● SHORT EXERCISE 1: Count the lines in the records that contain the word "shaped", and reply with that number alone.

● SOURCE:
** BEGIN **
Fast Answer for Busy Riders ⚡ (TL;DR)
The EGRET EY 1 takes the overall win here: it offers a more sensible balance of performance, comfort, build quality and price without drifting into "why did I just spend that much on a 20 km/h scooter?" territory. It feels like a serious, well-thought-out commuter tool rather than a hyper-scooter chassis awkwardly dressed in legal clothing.
The IO HAWK Legacy still makes sense if you crave maximum comfort and huge range, are a heavier rider, and basically want a small, plush moped that just happens to be an e-scooter - and you're willing to pay dearly and live with the bulk. If you want something to rely on daily, on varied city roads and in all weather, and you're not trying to replace a motorbike, the EY 1 is the smarter pick.
Stick around for the details - the differences only really show once you imagine living with each scooter for months, not just a few laps around the block.
There's a particular type of scooter that I like to call the "accidental moped": big chassis, fat suspension, plenty of power under the hood - and then it's electronically shackled to bicycle-lane speeds. Both the IO HAWK Legacy and the EGRET EY 1 sit firmly in that territory. On paper they look like overbuilt tanks for a 20 km/h world. On the road, they reveal very different personalities.
The Legacy leans into the hyper-scooter mythos: huge battery, dual motors, hulking frame and a suspension setup that would be overkill even on many light mopeds. The EY 1, by contrast, is more honest about what it wants to be - a tough, comfortable, daily commuter that trades some excess for a bit of sanity, and some theatrics for consistency.
The Legacy is for riders who want to feel like they've brought a rally bike to the bike lane. The EY 1 is for riders who simply want something that works, day in, day out, without drama. Let's dig into where each shines - and where the shine rubs off after a few hundred kilometres.
Who Are These For, and Why Compare Them?
Both scooters live in the higher end of the legal European commuter segment: not budget toys, not uncorked monsters, but "serious adult transport" with price tags to match. They're built for people who ride a lot - not just to the bakery and back - and who prioritise comfort and safety over squeezing through the metro doors with one hand.
The IO HAWK Legacy is essentially a street-legalised hyper-scooter chassis: dual motors, enormous suspension travel, and a battery that laughs at long commutes. It targets riders who might otherwise be eyeing illegal race scooters but want to keep their insurance - and their plates.
** END **
● SHORT EXERCISE 2: In the scooter comparison, which model takes the overall win?

(Entries pointing to labeled objects)
** BEGIN **
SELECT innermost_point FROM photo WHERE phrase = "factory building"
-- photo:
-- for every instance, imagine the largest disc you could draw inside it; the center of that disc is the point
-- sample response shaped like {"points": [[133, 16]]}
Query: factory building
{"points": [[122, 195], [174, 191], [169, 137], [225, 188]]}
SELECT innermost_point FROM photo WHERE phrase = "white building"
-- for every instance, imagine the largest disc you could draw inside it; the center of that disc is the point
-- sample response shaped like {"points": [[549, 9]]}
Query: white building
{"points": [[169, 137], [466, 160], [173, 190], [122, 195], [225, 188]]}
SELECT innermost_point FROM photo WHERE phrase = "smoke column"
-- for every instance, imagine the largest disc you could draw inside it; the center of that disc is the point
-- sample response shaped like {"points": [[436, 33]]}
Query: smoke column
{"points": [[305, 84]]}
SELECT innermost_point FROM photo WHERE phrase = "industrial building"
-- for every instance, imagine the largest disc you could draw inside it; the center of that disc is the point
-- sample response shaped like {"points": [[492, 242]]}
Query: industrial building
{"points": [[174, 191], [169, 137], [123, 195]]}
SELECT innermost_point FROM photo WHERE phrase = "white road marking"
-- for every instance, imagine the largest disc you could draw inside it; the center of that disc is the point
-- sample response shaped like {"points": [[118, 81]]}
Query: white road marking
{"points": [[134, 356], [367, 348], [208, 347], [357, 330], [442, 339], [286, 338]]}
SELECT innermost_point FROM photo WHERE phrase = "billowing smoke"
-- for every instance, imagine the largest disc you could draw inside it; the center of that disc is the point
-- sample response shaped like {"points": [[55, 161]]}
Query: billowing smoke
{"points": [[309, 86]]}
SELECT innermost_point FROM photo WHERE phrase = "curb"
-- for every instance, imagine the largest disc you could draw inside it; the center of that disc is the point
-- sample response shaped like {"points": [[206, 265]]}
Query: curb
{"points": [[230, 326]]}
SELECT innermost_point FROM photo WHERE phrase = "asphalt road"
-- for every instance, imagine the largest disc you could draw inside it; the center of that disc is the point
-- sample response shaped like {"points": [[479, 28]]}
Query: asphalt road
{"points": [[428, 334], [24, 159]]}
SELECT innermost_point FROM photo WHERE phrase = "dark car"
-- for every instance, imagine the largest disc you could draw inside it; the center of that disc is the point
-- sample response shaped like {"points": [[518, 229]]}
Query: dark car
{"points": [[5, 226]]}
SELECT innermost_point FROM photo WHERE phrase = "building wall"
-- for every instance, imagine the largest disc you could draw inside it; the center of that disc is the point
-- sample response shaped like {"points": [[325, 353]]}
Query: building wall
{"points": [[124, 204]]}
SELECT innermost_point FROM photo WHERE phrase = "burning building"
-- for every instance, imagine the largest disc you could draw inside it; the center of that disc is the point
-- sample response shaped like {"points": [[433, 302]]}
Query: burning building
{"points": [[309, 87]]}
** END **
● REPLY 1: 11

● REPLY 2: The EGRET EY 1.